Start of PASSAGE FOR REVIEW

The distributed optimizer saves memory by sharding optimizer state across data parallel ranks instead of replicating it on every rank, as described in the ZeRO paper.

Theoretical memory savings depend on the data types of the model parameters (param_dtype) and of the main gradients accumulated across data-parallel replicas (grad_dtype). Optimizer steps always use fp32 main parameters. In the current implementation, the theoretical number of bytes per parameter is as follows (where d is the data parallel size):

Non-distributed optim

Distributed optim

fp16 parameters, fp16 gradients

20

4 + 16/d

bf16 parameters, fp32 gradients

18

6 + 12/d

fp32 parameters, fp32 gradients

16

8 + 8/d

This distributed optimizer uses contiguous buffers for parameters and main gradients. Model gradients copy into the main gradients as soon as they finish computing.

The following figures show the sharding scheme and the main steps of the parameter update.

Data Flow#

Diagram of gradient and parameter data flow through reduce-scatter, optimizer step, and all-gather across data parallel ranks

Sharding Scheme#

Diagram of how optimizer state shards across data parallel ranks

Key Steps#

Note: The following steps match the illustrations above. They assume bf16 model weights, bf16 model gradients from the backward pass, and fp32 main gradients for optimizer steps. Optimizer steps use fp32 main weights.

  • Backward pass finishes (gradient buffer holds 16 fp32 gradient elements).

  • Call reduce-scatter on each DP rank.

  • Each DP rank now has four elements within the gradient buffer that are fully reduced (remaining 12 elements are garbage).

    • DP rank 0 has gradient values for elements [0:4].

    • DP rank 1 has gradient values for elements [4:8].

    • DP rank 2 has gradient values for elements [8:12].

    • DP rank 3 has gradient values for elements [12:16].

  • Optimizer.step().

  • Each DP rank copies its four fp32 main parameter elements into the corresponding bf16 parameter buffer (each element is cast from fp32 to bf16).

  • Call all-gather on each DP rank.

  • The parameter buffer now contains all 16 updated bf16 model parameter elements. Parameters in PyTorch modules already point to the correct views in this buffer, so forward passes can start after the all-gather completes.

  • At this point, you can zero the gradient buffer for the next iteration.

End of PASSAGE FOR REVIEW

- PROMPT 1
According to the distributed optimizer passage, what precision do the main parameters used in optimizer steps always have?
- PROMPT 2
Can you rewrite the distributed optimizer passage from "fp32 parameters, fp32" up to and including "the parameter update.", substituting "separate" for "contiguous"?

Start of SOURCE MATERIAL

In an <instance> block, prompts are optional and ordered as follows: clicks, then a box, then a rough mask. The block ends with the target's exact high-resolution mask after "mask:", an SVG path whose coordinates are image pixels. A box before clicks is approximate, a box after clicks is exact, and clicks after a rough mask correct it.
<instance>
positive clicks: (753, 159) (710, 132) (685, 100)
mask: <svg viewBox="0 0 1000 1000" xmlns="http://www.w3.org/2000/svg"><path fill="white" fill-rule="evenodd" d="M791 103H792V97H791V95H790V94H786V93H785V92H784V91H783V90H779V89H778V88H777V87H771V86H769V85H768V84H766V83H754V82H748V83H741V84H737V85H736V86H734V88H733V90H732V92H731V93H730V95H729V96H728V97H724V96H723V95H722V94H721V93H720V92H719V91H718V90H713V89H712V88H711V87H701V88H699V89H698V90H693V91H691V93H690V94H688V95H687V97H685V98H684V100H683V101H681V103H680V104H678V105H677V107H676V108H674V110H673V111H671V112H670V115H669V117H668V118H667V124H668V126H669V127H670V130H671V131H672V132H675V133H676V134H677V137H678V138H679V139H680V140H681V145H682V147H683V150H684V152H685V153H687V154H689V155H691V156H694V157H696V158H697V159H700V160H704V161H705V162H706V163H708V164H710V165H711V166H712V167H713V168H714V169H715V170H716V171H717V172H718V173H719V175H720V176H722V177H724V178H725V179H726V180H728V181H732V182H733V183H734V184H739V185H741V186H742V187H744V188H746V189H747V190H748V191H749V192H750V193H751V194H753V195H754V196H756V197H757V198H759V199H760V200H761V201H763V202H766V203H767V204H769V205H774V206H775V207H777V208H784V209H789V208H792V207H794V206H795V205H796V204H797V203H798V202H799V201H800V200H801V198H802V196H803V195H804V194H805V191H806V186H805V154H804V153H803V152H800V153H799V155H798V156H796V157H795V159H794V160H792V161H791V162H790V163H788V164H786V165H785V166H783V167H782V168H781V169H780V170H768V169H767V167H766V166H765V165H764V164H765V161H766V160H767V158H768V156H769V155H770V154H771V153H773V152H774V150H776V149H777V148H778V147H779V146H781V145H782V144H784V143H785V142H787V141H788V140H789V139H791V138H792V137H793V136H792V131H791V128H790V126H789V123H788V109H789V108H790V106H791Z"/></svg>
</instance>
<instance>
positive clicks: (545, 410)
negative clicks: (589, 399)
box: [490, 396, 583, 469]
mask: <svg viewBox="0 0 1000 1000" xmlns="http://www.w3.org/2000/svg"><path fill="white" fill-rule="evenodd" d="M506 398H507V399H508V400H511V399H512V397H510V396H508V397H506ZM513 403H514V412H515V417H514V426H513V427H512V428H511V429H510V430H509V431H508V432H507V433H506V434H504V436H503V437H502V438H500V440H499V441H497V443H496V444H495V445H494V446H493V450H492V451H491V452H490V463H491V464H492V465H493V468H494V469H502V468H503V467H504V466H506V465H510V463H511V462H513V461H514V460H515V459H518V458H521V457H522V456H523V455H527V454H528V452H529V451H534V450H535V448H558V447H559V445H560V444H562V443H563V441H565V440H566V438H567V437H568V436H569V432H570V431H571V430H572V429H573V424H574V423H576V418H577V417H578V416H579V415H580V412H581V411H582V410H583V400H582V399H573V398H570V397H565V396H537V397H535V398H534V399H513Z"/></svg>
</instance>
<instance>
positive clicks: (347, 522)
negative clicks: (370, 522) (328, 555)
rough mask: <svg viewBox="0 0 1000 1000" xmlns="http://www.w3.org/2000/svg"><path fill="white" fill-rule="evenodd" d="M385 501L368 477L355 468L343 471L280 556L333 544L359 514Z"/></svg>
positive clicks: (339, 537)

End of SOURCE MATERIAL

- PROBLEM SOLUTION 1
fp32

- PROBLEM SOLUTION 2
fp32 parameters, fp32 gradients

16

8 + 8/d

This distributed optimizer uses separate buffers for parameters and main gradients. Model gradients copy into the main gradients as soon as they finish computing.

The following figures show the sharding scheme and the main steps of the parameter update.